▶ **DOCUMENT SEGMENT**:
East and West African sickle cell anaemia are genetically similar

Sickle cell anaemia is most common in Africa and up to 11,000 children are born with the condition every year in Tanzania alone. Yet most of what is known about the genetic basis of this inherited disease comes from studies of US-based or UK-based African-Caribbean populations.

In African-American populations genetic variations can influence the ability to produce foetal haemoglobin by as much as 50 per cent, but knowledge of this effect in East African populations is scant. A collaboration between research teams in Tanzania and the UK applied the power of the genome-wide association techniques to the genomes of 1,213 individuals in Tanzania to confirm whether or not the same variations are at work in an East African population and to identify possible new ones.

Sickle cell anaemia is painful and disabling disease caused by variations in a gene involved in producing adult haemoglobin. But people who have greater levels of the foetal form of haemoglobin in their bloodstream are less affected. This first large-scale genomic study based in Tanzania has revealed a number of regions in the genome that appear to have an effect on foetal haemoglobin levels and will guide future research into African populations.

"By carrying out a large-scale genome-wide association study we have, for the first time, been able to identify powerfully the prevalence of genetic variants involved in sickle cell anaemia in the Tanzanian population and how that compares with other populations," says Siana Nkya Mtatiro, co-first author of the paper from Muhimbili University of Health and Allied Sciences. "We have also identified suggestive additional variants, which can now be studied further by the research community in the search for interventions for sickle cell anaemia in patients in Africa and worldwide."

▶ **DATA SECTION**:
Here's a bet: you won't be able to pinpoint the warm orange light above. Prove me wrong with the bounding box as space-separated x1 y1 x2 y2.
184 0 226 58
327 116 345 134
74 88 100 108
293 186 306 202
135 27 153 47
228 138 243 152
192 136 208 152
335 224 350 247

▶ **EXERCISE REQUIREMENTS**: Reproduce word for word the passage of the sickle cell anaemia article above that opens with the words containing "Sickle cell anaemia is most" and closes with "possible new ones.".

▶ **REPLY TO THE EXERCISE**:
Sickle cell anaemia is most common in Africa and up to 11,000 children are born with the condition every year in Tanzania alone. Yet most of what is known about the genetic basis of this inherited disease comes from studies of US-based or UK-based African-Caribbean populations.

In African-American populations genetic variations can influence the ability to produce foetal haemoglobin by as much as 50 per cent, but knowledge of this effect in East African populations is scant. A collaboration between research teams in Tanzania and the UK applied the power of the genome-wide association techniques to the genomes of 1,213 individuals in Tanzania to confirm whether or not the same variations are at work in an East African population and to identify possible new ones.